EXCERPTED PASSAGE –
══════════
Buy business insurance if you run a business out of your home, even as a renter. Your computers, printers, and other professional equipment may not be fully covered by your homeowners policy.

Work with your agent to buy separate flood and earthquake protection. You may need a separate hurricane or windstorm policy, with a separate deductible, if you live in a high-risk zone.

Don't Forget Flood Insurance

Homeowners insurance doesn't cover situations in which outside ground water or mudflows enter your basement and higher floors. That type of flooding can occur not only from storm surges and heavy rains but also from water that has no place to go due to overpaving, frozen ground, or too-dry, nonabsorbent soil. For those perils you'll need flood insurance, most of which is sold by the National Flood Insurance Program (NFIP).

Flood insurance also covers water-main breaks that affect two or more dwellings in your neighborhood.

Notably, more than 20 percent of NFIP policy claims are filed by homeowners who aren't in high-risk areas.

Unfortunately for homeowners and renters in the Florida Panhandle, purchasing a policy today won't help with damage from Hurricane Michael, because the policies take effect 30 days after purchase.

Take action. Buy NFIP or private coverage through your insurance agent. If you live in a low- or moderate-risk area, the protection may cost only a few hundred dollars a year.

Rent Your Home? You Need a Policy

If you rent your home, you should know that your landlord’s policy insures only the rental unit itself, not your belongings in it.  

“Renters often underestimate the value of their possessions,” says Glenn Greenberg of Liberty Mutual. “From technology to furniture to clothing, your possessions could easily add up to $25,000 and more.” 

Take action. Buy renters coverage, which usually costs $12 to $20 per month, depending on the value of your possessions. It also covers you for liability.

As with homeowners insurance, renters insurance usually doesn’t cover flooding or earthquakes. Flood coverage, available through the NFIP, is an especially good idea if you live in a first-floor or basement apartment.
══════════
GIVEN ENTRIES –

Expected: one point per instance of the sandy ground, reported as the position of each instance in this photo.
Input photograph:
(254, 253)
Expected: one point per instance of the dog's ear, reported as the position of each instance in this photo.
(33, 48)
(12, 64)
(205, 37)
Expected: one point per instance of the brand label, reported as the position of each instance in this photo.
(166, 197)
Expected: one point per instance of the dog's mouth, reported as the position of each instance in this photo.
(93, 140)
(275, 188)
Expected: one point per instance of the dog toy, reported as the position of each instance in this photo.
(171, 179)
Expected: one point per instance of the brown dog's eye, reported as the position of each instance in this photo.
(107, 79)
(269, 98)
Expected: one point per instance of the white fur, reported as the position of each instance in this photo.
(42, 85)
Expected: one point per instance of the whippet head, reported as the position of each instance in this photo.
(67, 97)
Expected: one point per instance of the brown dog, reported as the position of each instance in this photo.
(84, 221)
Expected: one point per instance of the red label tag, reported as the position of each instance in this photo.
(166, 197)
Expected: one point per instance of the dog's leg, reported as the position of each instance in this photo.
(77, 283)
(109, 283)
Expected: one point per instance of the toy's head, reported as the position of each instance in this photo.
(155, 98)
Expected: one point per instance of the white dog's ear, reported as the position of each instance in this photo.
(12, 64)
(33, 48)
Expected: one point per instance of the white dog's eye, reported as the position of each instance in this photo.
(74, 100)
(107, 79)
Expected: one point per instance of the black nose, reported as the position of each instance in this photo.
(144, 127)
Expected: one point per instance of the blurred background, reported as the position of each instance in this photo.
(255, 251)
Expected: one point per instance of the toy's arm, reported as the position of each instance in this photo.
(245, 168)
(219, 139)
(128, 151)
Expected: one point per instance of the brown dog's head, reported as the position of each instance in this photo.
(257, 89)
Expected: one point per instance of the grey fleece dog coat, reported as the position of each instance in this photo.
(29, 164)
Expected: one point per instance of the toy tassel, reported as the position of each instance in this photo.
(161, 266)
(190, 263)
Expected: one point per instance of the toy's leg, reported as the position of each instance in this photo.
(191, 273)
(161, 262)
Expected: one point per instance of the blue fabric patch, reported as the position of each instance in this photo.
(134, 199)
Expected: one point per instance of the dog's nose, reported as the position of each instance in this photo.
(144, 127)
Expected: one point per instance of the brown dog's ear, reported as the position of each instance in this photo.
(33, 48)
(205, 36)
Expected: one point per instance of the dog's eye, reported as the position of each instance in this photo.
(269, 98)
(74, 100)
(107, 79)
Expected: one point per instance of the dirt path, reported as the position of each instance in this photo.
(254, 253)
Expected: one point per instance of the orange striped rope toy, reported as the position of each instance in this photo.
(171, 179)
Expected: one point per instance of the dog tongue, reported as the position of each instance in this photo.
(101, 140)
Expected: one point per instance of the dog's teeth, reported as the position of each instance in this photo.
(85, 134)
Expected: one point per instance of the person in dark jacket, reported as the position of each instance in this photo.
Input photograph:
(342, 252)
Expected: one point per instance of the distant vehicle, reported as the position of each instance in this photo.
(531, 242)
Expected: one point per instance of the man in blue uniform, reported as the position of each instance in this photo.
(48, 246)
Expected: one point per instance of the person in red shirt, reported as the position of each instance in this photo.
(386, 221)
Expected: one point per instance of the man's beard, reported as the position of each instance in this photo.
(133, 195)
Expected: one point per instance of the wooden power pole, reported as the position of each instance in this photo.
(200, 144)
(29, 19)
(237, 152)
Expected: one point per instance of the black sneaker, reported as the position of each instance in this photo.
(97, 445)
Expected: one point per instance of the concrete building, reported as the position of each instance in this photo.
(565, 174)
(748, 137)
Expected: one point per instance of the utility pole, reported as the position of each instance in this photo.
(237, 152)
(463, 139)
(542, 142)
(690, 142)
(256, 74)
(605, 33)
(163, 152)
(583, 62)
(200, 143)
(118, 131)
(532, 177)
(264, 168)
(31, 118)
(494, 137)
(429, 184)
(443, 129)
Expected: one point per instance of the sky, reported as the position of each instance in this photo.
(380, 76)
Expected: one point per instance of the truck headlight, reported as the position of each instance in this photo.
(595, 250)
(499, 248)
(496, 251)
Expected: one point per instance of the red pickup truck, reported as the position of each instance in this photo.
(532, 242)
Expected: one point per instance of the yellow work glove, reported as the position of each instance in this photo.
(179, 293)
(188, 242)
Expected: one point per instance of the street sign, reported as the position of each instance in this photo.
══════════
TASKS AND EXERCISES –
- A) According to the insurance article, how soon after purchase does a flood policy take effect?
- B) Write out the part of the insurance article that opens with the words containing "Homeowners insurance doesn't" and closes with "days after purchase.", swapping "mudflows" for "mudslides".
- C) Carry on the insurance article from where it stops.
The rows are separate material and have nothing to do with the insurance article.

ANSWERS TO THE TASKS –
- A) Flood policies take effect 30 days after purchase.

- B)
Homeowners insurance doesn't cover situations in which outside ground water or mudslides enter your basement and higher floors. That type of flooding can occur not only from storm surges and heavy rains but also from water that has no place to go due to overpaving, frozen ground, or too-dry, nonabsorbent soil. For those perils you'll need flood insurance, most of which is sold by the National Flood Insurance Program (NFIP).

Flood insurance also covers water-main breaks that affect two or more dwellings in your neighborhood.

Notably, more than 20 percent of NFIP policy claims are filed by homeowners who aren't in high-risk areas.

Unfortunately for homeowners and renters in the Florida Panhandle, purchasing a policy today won't help with damage from Hurricane Michael, because the policies take effect 30 days after purchase.

- C)
Your Credit History Matters

Insurers in 47 states can use what’s called a credit-based insurance score to determine, in part, homeowners insurance premiums. (The practice isn't allowed in California, Maryland, or Massachusetts.)

The insurance industry maintains that credit scoring is supposed to be good for homeowners. But a 2017 study for the website found a substantial increase in premiums for people with lower credit scores.  

Take action. Demand to see the credit-based insurance score your insurer generated. (It’s different from the FICO credit score used for lending decisions.) Improve your insurance score by paying bills on time and periodically checking your credit report to fix any errors. Every 12 months, ask your insurer to recalculate your score so you can benefit from improvements.

Request an “extraordinary life circumstances exception” if your credit history was affected by financial problems outside your control, such as serious medical problems or the death of a spouse. Many states require insurers to take these events into account. 

Beware the Hail Loophole

The standard homeowners policy covers hail. But cosmetic damage, such as dented but not structurally torn aluminum siding or awnings might be excluded. Even if your roof needs to be replaced, your payout might be limited after deductibles and the age of the roof are factored in.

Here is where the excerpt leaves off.